# Requests
1. In the 3PAR zoning thread, what maximum number of virtualizing hosts per array port does the first reply say is recommended?
2. Reproduce the passage of the 3PAR zoning thread between "We do the following" and "do it anyway.", inclusive.

# Excerpt to read
------------------------------------

Hi,
I stumbled across this great forum looking for best practices for 3PAR zoning and FC cabling. I guess this subject has been discussed to great length but there is a lot of inconsistency about the subject in blogs and official documentation.
We have a 3PAR 7400 4-node with 2-HBA in each node. The hosts have 2-port HBA connected to fabric A and B.
My own conclusion is as following:
1: Use Single Initiator -> Single Target zoning
2: FC cabling from each Node: port 1 -> Fabric A | port 2 -> Fabric B
3: The 2-port HBAs in a vSphere hosts should be zoned to a single node-pair (no need to connect to all nodes). The following host is then flipped to the other node-pair to balance the load (There is some inconsistency out there – some say that one shall zone to all four nodes)
4: The node ports from a host’s zoning should be mirrored across nodes to support HP 3PAR Persistent Ports.
Example:
Host1 HBA port1 -> 0:1:1 and 1:1:1 | Host1 HBA port2 -> 0:1:2 and 1:1:2
Host2 HBA port1 -> 2:1:1 and 3:1:1 | Host2 HBA port2 -> 2:1:2 and 3:1:2
Host3 HBA port1 -> 0:1:1 and 1:1:1 | Host3 HBA port2 -> 0:1:2 and 1:1:2
...
Is this correct?
/Søren Emig
Zoning 4-node 7400
Re: Zoning 4-node 7400
Yes that all sounds about right, the only other factor I might add is they recommend a max of 32 Virtualising Hosts per array port but a max of 64 normal Hosts. So you may want to group your Virtual Hosts on one node pair and the others on the 2nd node pair. If you don't expect to reach that many hosts on the array then split them even and aim for a max of 32 per port before adding more cards. Careful not to group all the heavy hosts on one pair.
Re: Zoning 4-node 7400
single initiator > single target is old best practice. We worked with HP a while back and they finally blessed single initiator > dual target to help cut done on zoning. They support multi targets as long as they target are the same controller pair.
We do the following
host 1 hba 1 > nodes 0:1:1 and 1:1:1
host 1 hba 2 > nodes 2:1:2 and 3:1:1
then on next host we do
host 2 hba 1 > nodes 2:1:2 and 3:1:1
host 2 hba 2 > nodes 0:1:1 and 1:1:1
We flip the primary, now since we are running ALUA this is really not necessary, but we do it anyway.
We also have set of array ports dedicated to vmware host, and others to AIX target and third set to SQL database servers.
The way you show it you are forcing all the IO form a given host to a single controller pair, while this is acceptable we prefer to have every host have the ability to let every host send IO to all controller nodes, this way if there is pressure on a given node or array port the host will send IO down a different path and possible to the other controller pair.

------------------------------------

# Dataset

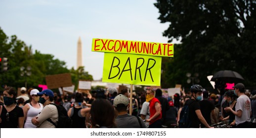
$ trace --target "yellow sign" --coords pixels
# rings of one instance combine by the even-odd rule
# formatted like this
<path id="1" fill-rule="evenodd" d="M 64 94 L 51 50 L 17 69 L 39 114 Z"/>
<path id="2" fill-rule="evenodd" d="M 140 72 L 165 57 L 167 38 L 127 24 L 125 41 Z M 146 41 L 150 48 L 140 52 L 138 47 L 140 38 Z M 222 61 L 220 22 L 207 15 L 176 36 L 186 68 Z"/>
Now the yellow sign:
<path id="1" fill-rule="evenodd" d="M 173 57 L 173 44 L 137 41 L 92 39 L 92 51 Z"/>
<path id="2" fill-rule="evenodd" d="M 105 53 L 103 82 L 160 86 L 162 57 Z"/>

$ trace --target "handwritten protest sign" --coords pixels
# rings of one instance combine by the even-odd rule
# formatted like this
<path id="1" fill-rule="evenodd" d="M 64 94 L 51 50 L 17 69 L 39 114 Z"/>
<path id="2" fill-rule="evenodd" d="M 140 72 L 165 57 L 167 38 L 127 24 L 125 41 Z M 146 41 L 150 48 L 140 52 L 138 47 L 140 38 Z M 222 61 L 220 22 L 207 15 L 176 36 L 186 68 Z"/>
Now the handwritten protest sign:
<path id="1" fill-rule="evenodd" d="M 72 86 L 71 75 L 70 73 L 47 75 L 45 76 L 45 80 L 48 89 Z"/>
<path id="2" fill-rule="evenodd" d="M 173 57 L 173 44 L 137 41 L 92 39 L 92 51 Z"/>
<path id="3" fill-rule="evenodd" d="M 47 87 L 46 85 L 43 85 L 43 84 L 38 84 L 38 87 L 42 88 L 42 91 L 43 91 L 45 89 L 48 89 L 48 87 Z"/>
<path id="4" fill-rule="evenodd" d="M 63 91 L 67 92 L 69 93 L 73 94 L 74 92 L 74 90 L 75 90 L 75 85 L 73 85 L 72 86 L 70 87 L 63 87 Z M 60 92 L 60 94 L 61 95 L 62 95 L 63 94 L 61 88 L 59 88 L 59 92 Z"/>
<path id="5" fill-rule="evenodd" d="M 168 95 L 169 96 L 172 96 L 175 95 L 176 93 L 178 93 L 180 94 L 180 88 L 168 88 Z"/>
<path id="6" fill-rule="evenodd" d="M 173 57 L 173 44 L 93 38 L 92 51 L 105 52 L 103 82 L 161 85 L 161 57 Z"/>
<path id="7" fill-rule="evenodd" d="M 161 57 L 105 53 L 102 81 L 159 86 Z"/>

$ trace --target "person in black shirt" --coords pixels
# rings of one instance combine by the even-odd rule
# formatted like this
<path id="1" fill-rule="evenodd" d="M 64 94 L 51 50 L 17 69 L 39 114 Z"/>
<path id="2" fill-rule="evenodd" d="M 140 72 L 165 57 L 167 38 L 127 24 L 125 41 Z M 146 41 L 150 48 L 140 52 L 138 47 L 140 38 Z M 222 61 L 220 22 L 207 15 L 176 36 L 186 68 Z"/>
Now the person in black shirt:
<path id="1" fill-rule="evenodd" d="M 192 93 L 191 99 L 189 99 L 185 103 L 185 105 L 188 105 L 189 108 L 189 117 L 190 121 L 190 128 L 200 128 L 200 122 L 207 128 L 211 127 L 202 115 L 200 110 L 200 105 L 198 101 L 202 99 L 202 92 L 203 88 L 198 84 L 195 84 L 191 86 L 190 90 Z"/>
<path id="2" fill-rule="evenodd" d="M 203 116 L 205 118 L 207 123 L 211 125 L 212 124 L 212 121 L 211 119 L 211 113 L 213 115 L 215 123 L 217 123 L 218 122 L 214 111 L 215 107 L 214 106 L 213 104 L 208 99 L 209 96 L 209 93 L 208 91 L 204 89 L 204 91 L 203 91 L 203 99 L 199 102 L 199 104 L 200 104 L 200 110 Z M 205 128 L 205 126 L 203 124 L 203 123 L 201 123 L 201 128 Z"/>

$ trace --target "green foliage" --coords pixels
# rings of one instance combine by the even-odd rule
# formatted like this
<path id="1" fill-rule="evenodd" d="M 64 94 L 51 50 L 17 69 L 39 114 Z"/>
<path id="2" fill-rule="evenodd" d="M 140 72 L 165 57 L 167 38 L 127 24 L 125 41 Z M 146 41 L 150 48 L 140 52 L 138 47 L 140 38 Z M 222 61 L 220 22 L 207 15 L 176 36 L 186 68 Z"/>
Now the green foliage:
<path id="1" fill-rule="evenodd" d="M 181 42 L 174 45 L 174 58 L 162 62 L 164 87 L 190 86 L 186 72 L 199 73 L 200 84 L 210 87 L 207 76 L 220 70 L 238 72 L 246 86 L 256 85 L 255 0 L 157 0 L 154 4 L 161 22 L 170 24 L 163 36 Z"/>

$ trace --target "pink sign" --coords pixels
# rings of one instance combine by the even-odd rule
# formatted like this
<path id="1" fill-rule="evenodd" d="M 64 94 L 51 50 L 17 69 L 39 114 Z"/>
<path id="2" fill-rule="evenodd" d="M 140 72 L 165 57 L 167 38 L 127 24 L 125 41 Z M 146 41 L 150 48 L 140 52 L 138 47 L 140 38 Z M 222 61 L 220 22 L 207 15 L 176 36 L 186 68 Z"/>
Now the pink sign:
<path id="1" fill-rule="evenodd" d="M 235 83 L 226 83 L 226 85 L 227 85 L 227 87 L 225 88 L 226 89 L 229 89 L 229 90 L 233 90 L 234 89 L 234 88 L 233 87 L 235 86 Z"/>
<path id="2" fill-rule="evenodd" d="M 43 88 L 42 91 L 43 91 L 45 89 L 48 89 L 48 88 L 47 87 L 47 85 L 46 85 L 39 84 L 38 87 L 42 88 Z"/>

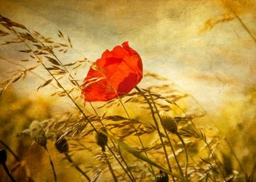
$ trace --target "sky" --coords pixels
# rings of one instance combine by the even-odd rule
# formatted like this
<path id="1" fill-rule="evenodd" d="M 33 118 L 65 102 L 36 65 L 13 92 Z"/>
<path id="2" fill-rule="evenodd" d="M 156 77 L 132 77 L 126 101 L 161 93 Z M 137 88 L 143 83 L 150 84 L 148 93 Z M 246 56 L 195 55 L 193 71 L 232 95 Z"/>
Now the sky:
<path id="1" fill-rule="evenodd" d="M 255 85 L 253 0 L 0 0 L 0 14 L 54 38 L 61 30 L 91 60 L 129 41 L 145 70 L 169 79 L 206 109 Z M 0 55 L 15 58 L 5 46 Z M 8 63 L 0 62 L 3 79 Z"/>

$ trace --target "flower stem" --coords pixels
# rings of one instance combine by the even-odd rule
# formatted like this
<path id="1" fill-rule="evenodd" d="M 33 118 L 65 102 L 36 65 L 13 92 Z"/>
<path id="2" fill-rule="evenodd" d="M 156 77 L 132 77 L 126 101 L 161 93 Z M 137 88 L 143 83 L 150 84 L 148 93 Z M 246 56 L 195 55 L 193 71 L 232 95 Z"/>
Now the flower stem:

------------------------------------

# Expected answers
1. A maximum of 32 virtualizing hosts per array port.

2.
We do the following
host 1 hba 1 > nodes 0:1:1 and 1:1:1
host 1 hba 2 > nodes 2:1:2 and 3:1:1
then on next host we do
host 2 hba 1 > nodes 2:1:2 and 3:1:1
host 2 hba 2 > nodes 0:1:1 and 1:1:1
We flip the primary, now since we are running ALUA this is really not necessary, but we do it anyway.